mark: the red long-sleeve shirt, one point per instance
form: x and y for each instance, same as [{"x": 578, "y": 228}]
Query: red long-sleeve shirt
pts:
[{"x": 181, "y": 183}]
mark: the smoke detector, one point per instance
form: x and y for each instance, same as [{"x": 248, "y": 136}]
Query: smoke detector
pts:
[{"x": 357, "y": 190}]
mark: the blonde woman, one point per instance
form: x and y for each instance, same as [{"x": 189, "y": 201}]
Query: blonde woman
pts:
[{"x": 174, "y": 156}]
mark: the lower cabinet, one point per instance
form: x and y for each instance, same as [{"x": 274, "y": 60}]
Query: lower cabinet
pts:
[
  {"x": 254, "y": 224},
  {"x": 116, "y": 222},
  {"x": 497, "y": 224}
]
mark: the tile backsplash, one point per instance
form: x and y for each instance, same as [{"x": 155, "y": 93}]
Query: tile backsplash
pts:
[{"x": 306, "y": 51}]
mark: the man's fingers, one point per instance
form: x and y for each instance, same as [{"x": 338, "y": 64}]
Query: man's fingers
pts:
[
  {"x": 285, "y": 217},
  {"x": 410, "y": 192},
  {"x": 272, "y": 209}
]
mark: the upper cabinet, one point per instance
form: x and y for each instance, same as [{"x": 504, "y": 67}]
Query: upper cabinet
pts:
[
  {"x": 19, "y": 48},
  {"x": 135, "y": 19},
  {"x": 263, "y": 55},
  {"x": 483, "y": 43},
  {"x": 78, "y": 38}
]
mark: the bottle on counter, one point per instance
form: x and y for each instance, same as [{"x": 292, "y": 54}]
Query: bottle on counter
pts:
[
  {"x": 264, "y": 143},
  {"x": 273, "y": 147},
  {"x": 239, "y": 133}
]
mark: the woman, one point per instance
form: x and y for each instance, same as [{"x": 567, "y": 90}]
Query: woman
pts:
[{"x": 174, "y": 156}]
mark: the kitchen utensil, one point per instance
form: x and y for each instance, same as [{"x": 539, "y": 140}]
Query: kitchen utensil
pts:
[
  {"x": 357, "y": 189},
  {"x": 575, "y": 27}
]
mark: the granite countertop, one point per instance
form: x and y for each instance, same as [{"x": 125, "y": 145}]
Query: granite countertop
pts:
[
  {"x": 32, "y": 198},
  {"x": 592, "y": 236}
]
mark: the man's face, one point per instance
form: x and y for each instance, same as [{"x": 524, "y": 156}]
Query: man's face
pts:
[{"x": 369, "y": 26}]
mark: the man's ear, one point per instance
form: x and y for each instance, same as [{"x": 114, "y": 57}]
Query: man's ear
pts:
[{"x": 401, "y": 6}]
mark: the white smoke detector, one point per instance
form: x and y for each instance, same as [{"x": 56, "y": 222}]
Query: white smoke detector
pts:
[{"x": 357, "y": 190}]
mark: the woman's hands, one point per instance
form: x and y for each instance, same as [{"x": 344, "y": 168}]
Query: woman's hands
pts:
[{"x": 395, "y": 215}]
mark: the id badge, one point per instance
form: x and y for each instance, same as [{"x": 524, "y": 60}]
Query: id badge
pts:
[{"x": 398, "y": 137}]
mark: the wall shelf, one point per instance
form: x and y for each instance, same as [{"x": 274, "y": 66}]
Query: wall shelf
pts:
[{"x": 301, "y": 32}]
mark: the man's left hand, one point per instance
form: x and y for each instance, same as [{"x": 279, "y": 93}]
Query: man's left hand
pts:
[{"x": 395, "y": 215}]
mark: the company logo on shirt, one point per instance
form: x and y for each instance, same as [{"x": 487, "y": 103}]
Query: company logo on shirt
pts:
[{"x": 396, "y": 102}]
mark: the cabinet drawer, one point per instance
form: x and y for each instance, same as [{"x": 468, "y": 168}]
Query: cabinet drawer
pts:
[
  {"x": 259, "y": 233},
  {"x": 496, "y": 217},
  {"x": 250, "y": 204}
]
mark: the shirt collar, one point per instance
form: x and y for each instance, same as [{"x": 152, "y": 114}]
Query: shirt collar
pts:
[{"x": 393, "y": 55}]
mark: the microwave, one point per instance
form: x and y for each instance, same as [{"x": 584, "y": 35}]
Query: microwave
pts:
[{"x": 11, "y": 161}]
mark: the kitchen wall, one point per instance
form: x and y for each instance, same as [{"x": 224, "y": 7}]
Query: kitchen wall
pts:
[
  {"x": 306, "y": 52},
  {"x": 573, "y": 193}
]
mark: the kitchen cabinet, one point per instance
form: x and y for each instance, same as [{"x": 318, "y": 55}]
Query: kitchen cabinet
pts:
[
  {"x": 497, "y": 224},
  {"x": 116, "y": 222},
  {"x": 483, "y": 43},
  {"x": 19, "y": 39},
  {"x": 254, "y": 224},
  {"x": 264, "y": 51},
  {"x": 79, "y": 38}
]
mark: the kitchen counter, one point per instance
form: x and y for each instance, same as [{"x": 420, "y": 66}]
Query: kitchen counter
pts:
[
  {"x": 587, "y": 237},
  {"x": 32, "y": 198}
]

==

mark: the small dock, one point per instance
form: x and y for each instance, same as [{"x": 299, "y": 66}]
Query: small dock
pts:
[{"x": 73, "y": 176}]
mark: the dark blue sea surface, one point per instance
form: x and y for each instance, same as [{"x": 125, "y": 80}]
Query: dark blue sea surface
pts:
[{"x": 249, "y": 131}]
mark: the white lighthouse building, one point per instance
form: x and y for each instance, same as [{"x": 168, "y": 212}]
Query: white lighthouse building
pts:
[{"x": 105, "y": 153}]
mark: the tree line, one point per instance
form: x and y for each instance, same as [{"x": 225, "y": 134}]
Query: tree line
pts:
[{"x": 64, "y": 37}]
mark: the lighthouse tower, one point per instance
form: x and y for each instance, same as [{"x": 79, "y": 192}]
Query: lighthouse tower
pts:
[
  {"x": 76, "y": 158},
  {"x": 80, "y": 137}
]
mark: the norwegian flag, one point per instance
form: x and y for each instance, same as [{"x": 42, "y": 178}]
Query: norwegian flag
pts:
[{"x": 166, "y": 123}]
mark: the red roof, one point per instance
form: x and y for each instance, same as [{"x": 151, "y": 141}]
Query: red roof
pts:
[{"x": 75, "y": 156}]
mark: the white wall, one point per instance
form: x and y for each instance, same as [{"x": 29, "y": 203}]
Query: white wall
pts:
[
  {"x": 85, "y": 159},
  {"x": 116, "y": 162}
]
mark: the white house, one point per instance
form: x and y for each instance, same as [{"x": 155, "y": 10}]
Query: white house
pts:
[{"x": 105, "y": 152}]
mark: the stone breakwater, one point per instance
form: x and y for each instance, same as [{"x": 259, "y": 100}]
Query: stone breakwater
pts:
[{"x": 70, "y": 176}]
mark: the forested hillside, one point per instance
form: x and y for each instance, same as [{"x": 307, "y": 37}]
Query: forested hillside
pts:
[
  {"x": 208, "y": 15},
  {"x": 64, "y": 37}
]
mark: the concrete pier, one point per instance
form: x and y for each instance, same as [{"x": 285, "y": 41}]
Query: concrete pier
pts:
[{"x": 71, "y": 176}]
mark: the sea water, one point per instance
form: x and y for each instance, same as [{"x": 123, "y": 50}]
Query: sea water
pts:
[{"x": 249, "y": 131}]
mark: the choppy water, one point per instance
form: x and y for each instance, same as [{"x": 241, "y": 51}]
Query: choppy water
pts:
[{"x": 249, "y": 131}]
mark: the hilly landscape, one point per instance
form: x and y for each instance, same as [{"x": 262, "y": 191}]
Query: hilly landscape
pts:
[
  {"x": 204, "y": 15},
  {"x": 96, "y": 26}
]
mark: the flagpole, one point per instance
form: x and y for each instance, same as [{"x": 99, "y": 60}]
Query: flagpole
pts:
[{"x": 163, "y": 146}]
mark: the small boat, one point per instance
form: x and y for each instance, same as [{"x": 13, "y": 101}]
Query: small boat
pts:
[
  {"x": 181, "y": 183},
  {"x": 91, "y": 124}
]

• **OBJECTIVE**
Locate every line in the items above that contains the word "stone" and copy each such line. Case counts.

• **ANSWER FOR THIS EXERCISE**
mark: the stone breakwater, one point per instance
Query: stone breakwater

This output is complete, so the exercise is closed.